TASK INPUT:
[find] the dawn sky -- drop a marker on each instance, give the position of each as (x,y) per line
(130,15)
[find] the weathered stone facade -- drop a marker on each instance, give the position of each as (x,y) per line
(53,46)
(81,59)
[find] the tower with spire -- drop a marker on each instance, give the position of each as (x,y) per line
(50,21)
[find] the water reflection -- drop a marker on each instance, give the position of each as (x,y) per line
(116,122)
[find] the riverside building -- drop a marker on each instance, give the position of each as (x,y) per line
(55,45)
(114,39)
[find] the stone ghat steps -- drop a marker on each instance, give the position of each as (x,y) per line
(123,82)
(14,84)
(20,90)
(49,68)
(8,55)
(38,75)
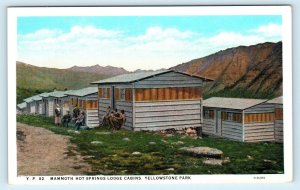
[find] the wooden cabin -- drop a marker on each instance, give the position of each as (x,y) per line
(278,118)
(246,120)
(31,104)
(86,99)
(154,100)
(22,108)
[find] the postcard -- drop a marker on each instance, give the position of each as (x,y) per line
(150,95)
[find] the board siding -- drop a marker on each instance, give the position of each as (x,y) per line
(260,108)
(92,118)
(278,131)
(167,114)
(257,132)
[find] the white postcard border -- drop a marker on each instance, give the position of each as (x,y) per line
(284,11)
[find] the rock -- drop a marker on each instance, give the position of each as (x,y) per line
(270,161)
(216,162)
(170,169)
(103,133)
(204,152)
(96,142)
(106,172)
(136,153)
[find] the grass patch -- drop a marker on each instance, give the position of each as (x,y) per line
(114,155)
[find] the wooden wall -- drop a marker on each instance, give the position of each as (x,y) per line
(92,119)
(231,129)
(32,107)
(171,79)
(278,123)
(167,114)
(170,93)
(259,123)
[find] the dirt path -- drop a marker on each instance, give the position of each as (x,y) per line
(41,152)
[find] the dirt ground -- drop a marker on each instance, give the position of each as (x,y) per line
(41,152)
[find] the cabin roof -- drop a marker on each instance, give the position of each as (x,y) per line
(35,98)
(277,100)
(133,77)
(232,103)
(84,91)
(22,105)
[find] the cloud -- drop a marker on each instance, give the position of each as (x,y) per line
(269,30)
(156,48)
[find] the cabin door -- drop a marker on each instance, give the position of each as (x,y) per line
(219,122)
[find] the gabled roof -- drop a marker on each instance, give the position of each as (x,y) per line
(133,77)
(84,91)
(59,94)
(32,98)
(232,103)
(22,105)
(277,100)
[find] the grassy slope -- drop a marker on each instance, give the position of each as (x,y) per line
(114,155)
(33,80)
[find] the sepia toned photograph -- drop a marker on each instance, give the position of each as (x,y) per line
(161,92)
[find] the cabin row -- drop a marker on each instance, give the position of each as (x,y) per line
(45,103)
(246,120)
(160,100)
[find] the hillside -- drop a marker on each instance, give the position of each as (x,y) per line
(245,71)
(108,70)
(33,80)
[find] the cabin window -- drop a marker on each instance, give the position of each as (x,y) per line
(91,104)
(122,94)
(160,94)
(259,117)
(209,114)
(106,93)
(100,93)
(231,116)
(278,114)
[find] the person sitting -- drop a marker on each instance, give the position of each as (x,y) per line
(79,121)
(66,119)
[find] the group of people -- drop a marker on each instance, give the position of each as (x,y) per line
(78,117)
(113,118)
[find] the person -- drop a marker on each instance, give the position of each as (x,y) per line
(79,120)
(57,115)
(66,119)
(76,111)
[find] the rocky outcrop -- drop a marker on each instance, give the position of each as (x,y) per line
(257,68)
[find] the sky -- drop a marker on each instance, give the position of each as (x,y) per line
(136,42)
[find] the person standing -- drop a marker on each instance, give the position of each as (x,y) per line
(57,118)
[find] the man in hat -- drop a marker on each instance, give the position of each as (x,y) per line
(57,115)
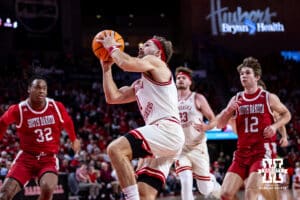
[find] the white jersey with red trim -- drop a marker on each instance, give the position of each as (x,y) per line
(189,115)
(156,100)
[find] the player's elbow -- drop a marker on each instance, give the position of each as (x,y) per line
(111,100)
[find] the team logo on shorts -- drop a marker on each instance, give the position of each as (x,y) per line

WHAT TO PRODUCE: Return the whole listing word for word, minus its pictures.

TASK RESPONSE:
[find] the dawn sky -- drop a marker on each instance, give the position of each as (x,y) per line
(130,15)
[find] the weathered stone facade -- drop a marker on each instance, give the position of each as (x,y) per line
(53,46)
(81,59)
[find] the tower with spire -- drop a marker on each instance, give the position of each as (x,y) per line
(50,21)
[find] the water reflection -- drop a marker on each instance, give the position of each as (x,y) per line
(116,122)
[find] the riverside building -- drop a marker on each instance, give the position of each as (x,y) per line
(55,45)
(114,39)
[find] the stone ghat steps -- drop a marker on each instance, give the position of each as (x,y) per line
(123,82)
(14,84)
(20,90)
(49,68)
(8,55)
(38,75)
[find] the wooden cabin -- drop a marker on each instance, give the position of each as (x,y) per line
(278,118)
(246,120)
(31,104)
(86,99)
(154,100)
(22,108)
[find] the postcard -- drop a marker on each instance, give the position of each as (x,y) per line
(150,95)
[find] the board siding -- drop a marker on each instance, give the position of each as (x,y) per line
(260,108)
(92,118)
(278,131)
(167,114)
(257,132)
[find] the white postcard border -- drop a marker on each instance, give the position of each as (x,y) per line
(284,11)
[find] the rock -- drop a marker on each instance, give the position of each as (x,y) per line
(270,161)
(216,162)
(170,169)
(103,133)
(204,152)
(96,142)
(106,172)
(136,153)
[find] the grass patch -- drop a marker on each instance, give the position of each as (x,y) per line
(114,155)
[find] the wooden wall -- drop a marker on each instance, give the position of each as (x,y) per line
(92,119)
(231,129)
(32,107)
(171,79)
(278,123)
(167,114)
(170,93)
(259,123)
[find] the dirt path -- drop a marker on each instance, give the position of each as (x,y) per line
(41,152)
[find] the dirt ground -- drop a marker on each instance, give the position of each as (x,y) per line
(41,152)
[find] the cabin roof -- drop a marker on each instance, give the position of each as (x,y) per line
(35,98)
(277,100)
(133,77)
(232,103)
(84,91)
(22,105)
[find] the cloud -- drop a marker on each instance, give the position of each as (x,y) per line
(269,30)
(156,48)
[find] the cabin door -- drop a marker on each instance, give the position of each as (x,y) per line
(219,122)
[find] the gabled roof -- drop a marker on each instance, give the position of each as (x,y) per line
(133,77)
(84,91)
(59,94)
(32,98)
(232,103)
(22,105)
(277,100)
[find] the grassy slope -- drop a marker on each instance, give the position of each as (x,y) per line
(114,155)
(33,80)
[find] the sepia toned photograph -- drop a marker on each instance, give the position of each as (x,y) per line
(161,92)
[find] the cabin row -- drop a marker on each instance, give the position of each as (x,y) per line
(45,103)
(246,120)
(160,100)
[find] the hillside -- drop a marker on each instance, give the position of each as (x,y) per line
(245,71)
(108,70)
(33,80)
[find] the cabin window -- drop a marker on each instance, give the position of each as (x,y) per line
(91,104)
(122,94)
(160,94)
(259,117)
(209,114)
(106,93)
(100,93)
(231,116)
(278,114)
[find] the person sitting -- drop a marker on each instance, give the position of each as (x,y) per line
(79,121)
(66,119)
[find] the group of people -- drop a marker on each instance, give the position of each as (x,y) per line
(78,117)
(113,118)
[find] the person -- drop a marker on each instance, give the position of each as (x,y) per line
(79,120)
(57,115)
(66,119)
(76,111)
[find] the rocky outcrop -- drop a marker on each instance, give the position of each as (x,y) per line
(257,68)
[find] the sky -- drop a marker on each instance, give the position of each as (x,y) per line
(136,42)
[find] the person standing -- drop a marker on each instance, give the position of each as (x,y) per line
(57,118)
[find] the man in hat -- drop a marker on each instance, give the position of each as (x,y) per line
(57,115)
[find] the white jersey with red trim -- drop a marker on each instance, give the position of each as (x,y) per line
(189,115)
(156,100)
[find] the player's elbow -- drop a marker on each instance, give the position of each as (x,y) per line
(111,100)
[find] the team logo on shorts -- drop a marker on each instance, give the position of each as (x,y) per line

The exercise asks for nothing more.